- **Problem requirements**: Reproduce word for word the lines below, beginning with the line that contains "Target: metal baking tray" and continuing through the line that contains "column 789, row 494", and give no other lines.
* Begin Data section *
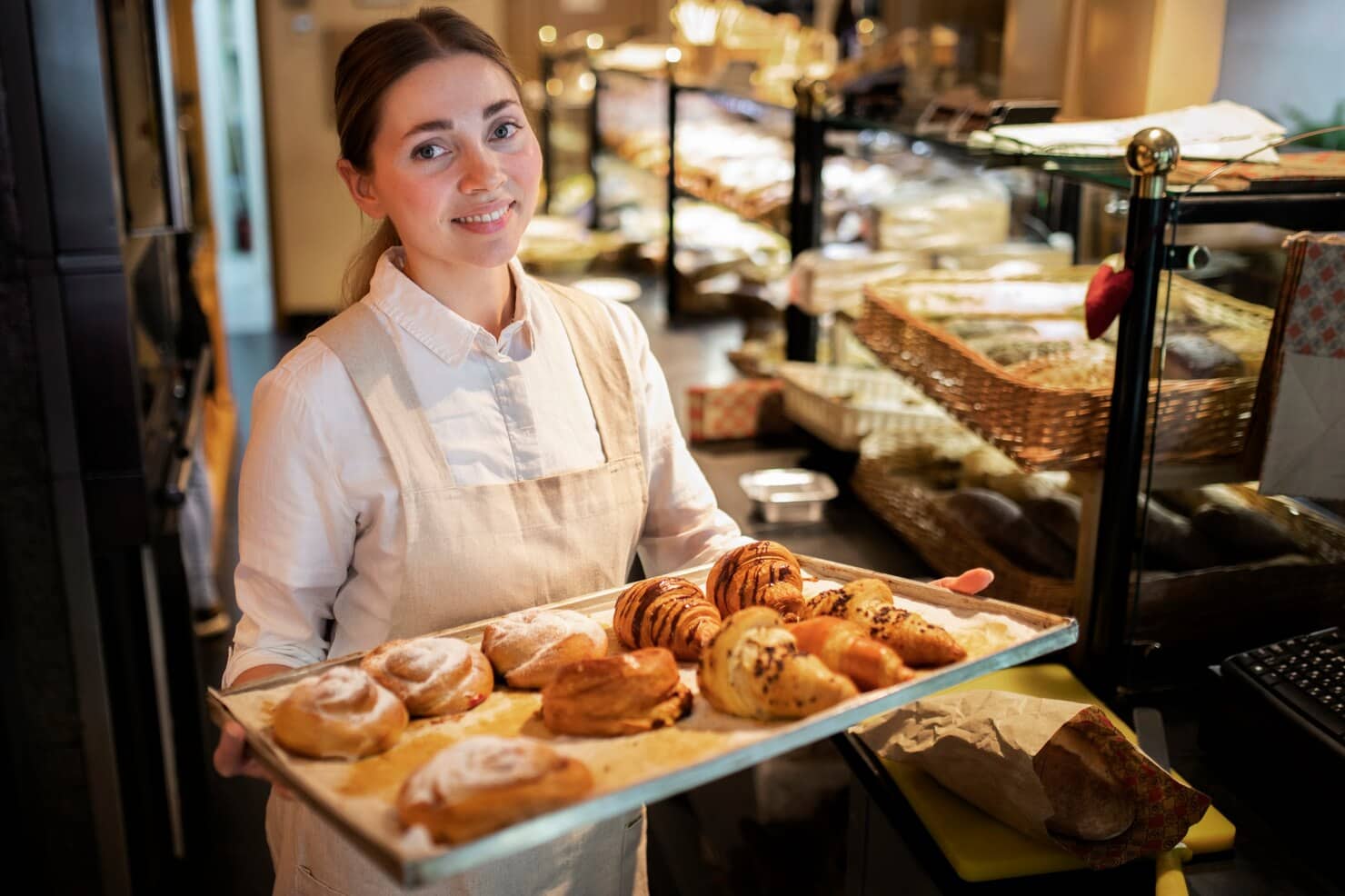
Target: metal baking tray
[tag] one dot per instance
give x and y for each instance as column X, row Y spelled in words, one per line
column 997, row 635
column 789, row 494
* End Data section *
* Begin Data section *
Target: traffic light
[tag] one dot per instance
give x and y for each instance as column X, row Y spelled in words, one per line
* End Data section *
* Begin Data section *
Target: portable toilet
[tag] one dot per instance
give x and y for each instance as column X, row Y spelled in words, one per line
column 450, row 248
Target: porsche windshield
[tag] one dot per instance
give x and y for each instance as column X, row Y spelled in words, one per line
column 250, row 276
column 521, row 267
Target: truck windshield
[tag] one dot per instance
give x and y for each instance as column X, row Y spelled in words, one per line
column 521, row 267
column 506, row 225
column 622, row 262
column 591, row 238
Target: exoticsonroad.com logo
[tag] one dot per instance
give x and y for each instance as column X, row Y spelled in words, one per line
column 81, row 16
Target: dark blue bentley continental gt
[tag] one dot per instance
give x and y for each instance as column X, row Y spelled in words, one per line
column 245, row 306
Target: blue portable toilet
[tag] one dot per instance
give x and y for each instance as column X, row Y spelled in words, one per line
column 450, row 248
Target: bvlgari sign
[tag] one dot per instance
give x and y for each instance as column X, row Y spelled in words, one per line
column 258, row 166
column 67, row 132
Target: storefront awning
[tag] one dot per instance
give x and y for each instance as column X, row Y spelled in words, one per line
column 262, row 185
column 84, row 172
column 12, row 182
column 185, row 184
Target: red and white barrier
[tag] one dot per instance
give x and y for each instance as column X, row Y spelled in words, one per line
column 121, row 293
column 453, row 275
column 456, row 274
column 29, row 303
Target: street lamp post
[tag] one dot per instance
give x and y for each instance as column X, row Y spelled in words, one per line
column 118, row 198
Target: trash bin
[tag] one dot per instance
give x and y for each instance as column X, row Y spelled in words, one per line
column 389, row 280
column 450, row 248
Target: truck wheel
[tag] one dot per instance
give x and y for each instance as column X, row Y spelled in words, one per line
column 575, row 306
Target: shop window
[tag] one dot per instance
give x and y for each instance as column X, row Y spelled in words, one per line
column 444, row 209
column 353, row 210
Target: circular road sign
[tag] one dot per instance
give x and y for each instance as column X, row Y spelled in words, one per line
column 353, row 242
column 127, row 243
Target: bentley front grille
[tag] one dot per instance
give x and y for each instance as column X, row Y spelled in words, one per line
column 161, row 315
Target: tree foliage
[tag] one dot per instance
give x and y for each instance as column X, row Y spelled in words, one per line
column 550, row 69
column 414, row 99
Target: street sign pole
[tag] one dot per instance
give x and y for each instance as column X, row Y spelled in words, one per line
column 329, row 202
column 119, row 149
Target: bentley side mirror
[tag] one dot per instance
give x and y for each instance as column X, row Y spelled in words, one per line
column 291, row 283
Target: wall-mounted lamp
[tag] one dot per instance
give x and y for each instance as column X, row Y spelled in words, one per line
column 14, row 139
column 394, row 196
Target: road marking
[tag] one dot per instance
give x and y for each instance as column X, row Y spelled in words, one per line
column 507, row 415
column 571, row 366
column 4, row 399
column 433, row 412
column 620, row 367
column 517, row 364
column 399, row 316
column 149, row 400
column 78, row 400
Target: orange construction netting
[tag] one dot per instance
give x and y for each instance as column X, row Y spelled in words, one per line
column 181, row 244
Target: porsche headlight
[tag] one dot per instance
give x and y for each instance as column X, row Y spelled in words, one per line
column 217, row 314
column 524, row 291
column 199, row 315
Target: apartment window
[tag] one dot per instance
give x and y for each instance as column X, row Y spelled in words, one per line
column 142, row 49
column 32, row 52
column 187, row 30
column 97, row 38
* End Data section *
- **Answer in full**:
Target: metal baking tray
[tag] one dot per instance
give x and y for each instance as column X, row Y spelled in words, one per line
column 997, row 635
column 789, row 494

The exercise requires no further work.